= Directive =
Return every line of the following entries verbatim, unchanged and in order.
-- start Given records --
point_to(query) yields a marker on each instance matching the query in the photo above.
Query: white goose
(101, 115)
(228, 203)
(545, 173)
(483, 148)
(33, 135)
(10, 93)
-- end Given records --
= Completed task =
point_to(query) yields a marker on each instance matching the query in the photo above.
Query: white goose
(101, 115)
(228, 203)
(545, 173)
(483, 148)
(33, 135)
(10, 93)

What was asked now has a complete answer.